* TASK TO CARRY OUT:
Could you rewrite the entries from their very start, stopping after the line that has "[(96, 189)]", with "wet dark fur" changed to "wet black fur" and everything else left as it is?

* RECORDED DATA:
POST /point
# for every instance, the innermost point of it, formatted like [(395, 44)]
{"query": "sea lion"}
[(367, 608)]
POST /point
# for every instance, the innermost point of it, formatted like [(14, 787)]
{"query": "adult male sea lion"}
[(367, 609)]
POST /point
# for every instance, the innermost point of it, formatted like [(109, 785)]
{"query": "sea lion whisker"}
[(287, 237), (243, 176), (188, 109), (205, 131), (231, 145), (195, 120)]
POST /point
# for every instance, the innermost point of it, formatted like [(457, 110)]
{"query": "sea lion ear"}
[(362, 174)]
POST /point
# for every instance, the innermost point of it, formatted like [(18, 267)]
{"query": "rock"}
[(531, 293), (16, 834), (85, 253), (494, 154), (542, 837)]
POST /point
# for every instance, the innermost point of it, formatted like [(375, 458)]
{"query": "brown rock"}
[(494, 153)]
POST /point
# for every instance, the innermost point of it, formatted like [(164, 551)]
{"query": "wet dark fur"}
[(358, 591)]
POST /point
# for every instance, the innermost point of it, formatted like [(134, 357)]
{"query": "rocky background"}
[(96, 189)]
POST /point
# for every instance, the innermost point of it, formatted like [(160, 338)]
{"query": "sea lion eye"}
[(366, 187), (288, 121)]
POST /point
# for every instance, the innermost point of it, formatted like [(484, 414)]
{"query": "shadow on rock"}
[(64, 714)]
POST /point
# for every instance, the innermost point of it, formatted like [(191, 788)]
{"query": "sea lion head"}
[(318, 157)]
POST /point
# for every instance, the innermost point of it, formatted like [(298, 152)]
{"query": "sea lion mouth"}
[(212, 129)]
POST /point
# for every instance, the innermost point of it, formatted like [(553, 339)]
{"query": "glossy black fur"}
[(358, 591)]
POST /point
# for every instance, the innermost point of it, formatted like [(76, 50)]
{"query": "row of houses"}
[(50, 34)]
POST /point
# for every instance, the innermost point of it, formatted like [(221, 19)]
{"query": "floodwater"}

* FINAL RESULT:
POST /point
# for every instance, the innermost point of it, formatted like [(395, 44)]
{"query": "sea lion"}
[(367, 608)]
POST /point
# for every instance, the innermost point of it, formatted like [(14, 787)]
{"query": "adult male sea lion"}
[(367, 609)]
POST /point
# for every instance, the innermost point of it, formatted like [(109, 785)]
{"query": "sea lion whisker"}
[(287, 237), (243, 176), (188, 109), (205, 131), (231, 145), (195, 120)]
POST /point
# for every instance, the innermost point of it, formatted like [(457, 110)]
{"query": "sea lion ear"}
[(362, 174)]
POST /point
# for every instance, the innermost point of it, formatted like [(18, 267)]
{"query": "rock"}
[(531, 293), (16, 834), (85, 253), (494, 154), (542, 837)]
POST /point
# for every instance, the innermost point of it, formatted like [(375, 458)]
{"query": "brown rock"}
[(494, 153)]
POST /point
# for every instance, the innermost point of it, formatted like [(164, 551)]
{"query": "wet black fur"}
[(358, 591)]
POST /point
# for every instance, the innermost point of it, formatted like [(134, 357)]
{"query": "rocky background"}
[(96, 189)]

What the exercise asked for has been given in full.